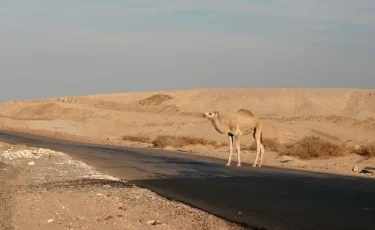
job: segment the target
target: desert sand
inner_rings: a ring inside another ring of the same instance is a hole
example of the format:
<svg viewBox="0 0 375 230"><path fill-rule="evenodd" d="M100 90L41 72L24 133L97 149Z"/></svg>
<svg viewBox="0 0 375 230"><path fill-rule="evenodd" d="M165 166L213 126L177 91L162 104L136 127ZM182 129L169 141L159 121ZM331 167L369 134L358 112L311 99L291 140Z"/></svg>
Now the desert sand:
<svg viewBox="0 0 375 230"><path fill-rule="evenodd" d="M0 229L244 229L69 155L0 142Z"/></svg>
<svg viewBox="0 0 375 230"><path fill-rule="evenodd" d="M293 143L319 136L346 146L375 141L375 90L373 89L193 89L64 96L45 100L9 101L0 104L0 128L78 141L152 148L151 143L124 141L124 135L149 137L183 135L227 143L202 117L218 111L224 118L245 108L263 121L263 138ZM252 136L242 138L245 146ZM227 159L228 147L190 145L166 147L191 154ZM237 154L234 152L233 161ZM244 150L243 163L252 163L255 152ZM223 162L225 163L225 162ZM373 158L347 154L330 159L302 160L265 152L263 166L371 177L359 173L374 167ZM353 172L354 166L358 167Z"/></svg>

-- -- --

## WORK REQUEST
Please retype every record above exactly, leaving out the pictures.

## SOLUTION FOR THIS PROBLEM
job: segment the target
target: desert sand
inner_rings: a ring inside another ring of the same instance is a hole
example of the format:
<svg viewBox="0 0 375 230"><path fill-rule="evenodd" d="M100 90L41 72L24 133L97 149Z"/></svg>
<svg viewBox="0 0 375 230"><path fill-rule="evenodd" d="M165 166L213 126L177 91L162 104L136 127ZM182 129L169 141L159 121ZM331 167L369 134L358 112L311 99L291 140Z"/></svg>
Now the desert sand:
<svg viewBox="0 0 375 230"><path fill-rule="evenodd" d="M0 229L244 229L69 155L0 142Z"/></svg>
<svg viewBox="0 0 375 230"><path fill-rule="evenodd" d="M293 143L319 136L346 146L375 141L375 90L373 89L193 89L64 96L45 100L9 101L0 104L0 128L78 141L152 148L151 143L124 141L124 135L149 137L183 135L227 143L202 117L218 111L224 118L245 108L263 121L263 138ZM252 136L242 138L245 146ZM227 159L228 147L190 145L166 147L191 154ZM237 154L234 152L233 161ZM244 150L243 163L252 163L255 152ZM223 162L225 163L225 162ZM373 158L347 154L330 159L302 160L265 152L263 166L371 177L359 173L374 167ZM353 172L354 166L358 167Z"/></svg>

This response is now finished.